Labeled-object pointing items:
»»
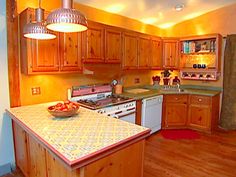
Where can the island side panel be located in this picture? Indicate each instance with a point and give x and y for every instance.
(127, 162)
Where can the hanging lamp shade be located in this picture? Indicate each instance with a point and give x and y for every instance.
(38, 29)
(67, 19)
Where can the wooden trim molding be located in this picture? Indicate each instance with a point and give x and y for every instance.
(13, 57)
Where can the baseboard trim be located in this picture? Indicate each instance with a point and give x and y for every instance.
(6, 168)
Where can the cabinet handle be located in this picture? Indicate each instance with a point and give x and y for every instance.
(200, 118)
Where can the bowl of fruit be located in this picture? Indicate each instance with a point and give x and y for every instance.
(64, 109)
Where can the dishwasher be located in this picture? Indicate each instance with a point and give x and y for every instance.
(152, 112)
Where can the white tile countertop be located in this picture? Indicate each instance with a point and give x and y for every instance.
(76, 138)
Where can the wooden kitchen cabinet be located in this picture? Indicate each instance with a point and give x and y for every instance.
(203, 113)
(71, 51)
(37, 156)
(144, 56)
(94, 43)
(171, 53)
(21, 148)
(175, 109)
(130, 48)
(156, 53)
(113, 50)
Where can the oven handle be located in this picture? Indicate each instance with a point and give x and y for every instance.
(118, 117)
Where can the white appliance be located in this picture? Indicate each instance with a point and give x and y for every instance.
(152, 113)
(124, 111)
(100, 99)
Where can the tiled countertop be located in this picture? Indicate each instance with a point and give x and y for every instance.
(79, 137)
(155, 91)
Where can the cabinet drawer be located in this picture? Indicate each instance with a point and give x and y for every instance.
(199, 99)
(176, 98)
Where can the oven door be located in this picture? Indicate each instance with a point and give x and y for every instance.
(128, 116)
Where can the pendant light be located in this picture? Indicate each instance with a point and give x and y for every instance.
(67, 19)
(38, 29)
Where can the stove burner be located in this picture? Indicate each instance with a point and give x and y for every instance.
(108, 101)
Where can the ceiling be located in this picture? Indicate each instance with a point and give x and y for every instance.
(160, 13)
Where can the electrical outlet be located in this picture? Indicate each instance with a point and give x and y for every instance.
(136, 80)
(35, 91)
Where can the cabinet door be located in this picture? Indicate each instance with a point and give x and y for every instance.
(144, 52)
(113, 46)
(130, 57)
(94, 44)
(44, 55)
(71, 51)
(21, 148)
(156, 54)
(175, 114)
(37, 156)
(170, 55)
(200, 117)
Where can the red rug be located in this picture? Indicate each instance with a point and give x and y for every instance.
(180, 134)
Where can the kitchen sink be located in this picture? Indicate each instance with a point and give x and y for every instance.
(137, 90)
(173, 90)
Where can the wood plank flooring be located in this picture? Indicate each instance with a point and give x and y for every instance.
(210, 156)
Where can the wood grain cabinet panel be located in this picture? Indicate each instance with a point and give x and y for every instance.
(21, 149)
(156, 54)
(144, 54)
(45, 55)
(171, 54)
(130, 56)
(175, 111)
(71, 51)
(94, 42)
(37, 155)
(200, 112)
(113, 52)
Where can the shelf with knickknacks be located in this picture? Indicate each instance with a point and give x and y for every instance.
(166, 76)
(156, 80)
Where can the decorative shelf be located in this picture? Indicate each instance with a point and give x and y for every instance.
(206, 75)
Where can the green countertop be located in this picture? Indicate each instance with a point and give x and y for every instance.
(154, 91)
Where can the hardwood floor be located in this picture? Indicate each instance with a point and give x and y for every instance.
(210, 156)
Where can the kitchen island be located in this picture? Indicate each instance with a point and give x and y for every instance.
(85, 145)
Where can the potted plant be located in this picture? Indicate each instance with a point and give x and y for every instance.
(156, 80)
(166, 76)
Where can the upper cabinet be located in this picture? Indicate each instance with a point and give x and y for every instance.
(94, 43)
(113, 43)
(130, 45)
(171, 53)
(144, 52)
(48, 56)
(71, 51)
(200, 57)
(102, 44)
(156, 53)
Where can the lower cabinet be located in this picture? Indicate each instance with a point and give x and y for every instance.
(175, 111)
(35, 160)
(191, 111)
(21, 149)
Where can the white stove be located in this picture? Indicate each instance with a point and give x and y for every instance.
(100, 99)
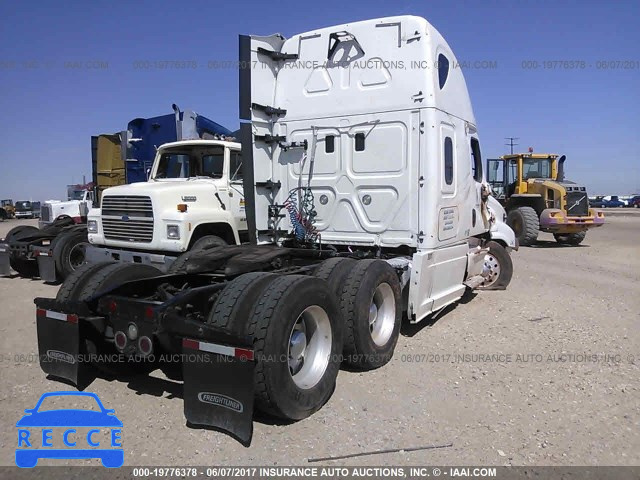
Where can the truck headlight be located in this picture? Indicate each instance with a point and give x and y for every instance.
(173, 232)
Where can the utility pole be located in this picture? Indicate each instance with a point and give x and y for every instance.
(511, 144)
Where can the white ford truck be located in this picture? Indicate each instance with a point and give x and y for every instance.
(367, 205)
(193, 199)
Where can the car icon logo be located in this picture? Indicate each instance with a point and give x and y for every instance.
(38, 429)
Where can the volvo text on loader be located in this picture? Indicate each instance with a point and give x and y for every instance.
(366, 202)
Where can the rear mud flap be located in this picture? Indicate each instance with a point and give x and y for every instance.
(5, 265)
(218, 387)
(59, 347)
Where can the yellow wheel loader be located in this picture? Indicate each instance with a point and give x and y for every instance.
(537, 197)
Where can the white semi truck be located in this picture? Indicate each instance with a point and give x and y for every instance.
(366, 204)
(193, 199)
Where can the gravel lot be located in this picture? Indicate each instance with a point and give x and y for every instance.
(544, 373)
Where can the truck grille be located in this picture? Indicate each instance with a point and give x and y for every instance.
(577, 204)
(127, 218)
(45, 213)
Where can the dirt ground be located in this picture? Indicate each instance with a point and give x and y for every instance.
(544, 373)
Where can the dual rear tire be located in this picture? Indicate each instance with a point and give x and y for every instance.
(304, 327)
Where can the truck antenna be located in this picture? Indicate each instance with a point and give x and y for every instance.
(511, 144)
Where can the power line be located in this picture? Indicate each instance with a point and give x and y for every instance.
(511, 144)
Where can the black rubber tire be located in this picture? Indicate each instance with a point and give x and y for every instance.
(236, 302)
(64, 245)
(208, 241)
(570, 238)
(525, 224)
(74, 283)
(334, 271)
(502, 257)
(273, 319)
(360, 351)
(24, 267)
(113, 275)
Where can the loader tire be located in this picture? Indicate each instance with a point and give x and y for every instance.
(69, 251)
(112, 275)
(570, 238)
(74, 283)
(297, 330)
(498, 262)
(371, 305)
(525, 224)
(236, 302)
(334, 271)
(24, 267)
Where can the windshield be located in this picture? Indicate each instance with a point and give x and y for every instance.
(191, 162)
(76, 194)
(536, 168)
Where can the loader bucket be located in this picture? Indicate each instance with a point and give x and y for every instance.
(218, 387)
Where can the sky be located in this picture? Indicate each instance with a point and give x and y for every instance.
(75, 69)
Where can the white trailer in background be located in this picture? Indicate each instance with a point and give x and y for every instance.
(365, 199)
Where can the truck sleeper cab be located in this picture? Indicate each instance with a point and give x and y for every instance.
(366, 200)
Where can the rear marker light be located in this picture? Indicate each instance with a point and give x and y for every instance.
(240, 353)
(145, 345)
(120, 340)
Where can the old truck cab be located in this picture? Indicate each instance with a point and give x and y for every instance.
(194, 191)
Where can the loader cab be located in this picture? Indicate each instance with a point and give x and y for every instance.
(512, 174)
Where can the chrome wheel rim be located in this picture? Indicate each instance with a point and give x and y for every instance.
(309, 347)
(491, 270)
(382, 314)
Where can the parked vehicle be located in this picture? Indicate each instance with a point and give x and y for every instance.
(116, 159)
(80, 199)
(537, 197)
(613, 202)
(193, 200)
(634, 202)
(23, 209)
(35, 209)
(358, 211)
(8, 210)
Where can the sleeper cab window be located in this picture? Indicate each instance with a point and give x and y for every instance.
(329, 144)
(443, 70)
(448, 160)
(476, 160)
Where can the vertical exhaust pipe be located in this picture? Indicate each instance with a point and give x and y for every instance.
(560, 176)
(176, 111)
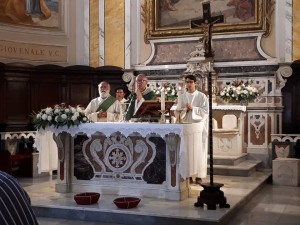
««
EXERCISE INSTRUCTIONS:
Pick out every line of the items that contains the word "handle" and copy each one in full.

FINAL ANSWER:
Where can the cabinet handle be located in this picture? Indicate each instance with a point and give x and y for every instance.
Where can the oven handle be located in this picture? Indicate each instance with a point and give x and y for every instance.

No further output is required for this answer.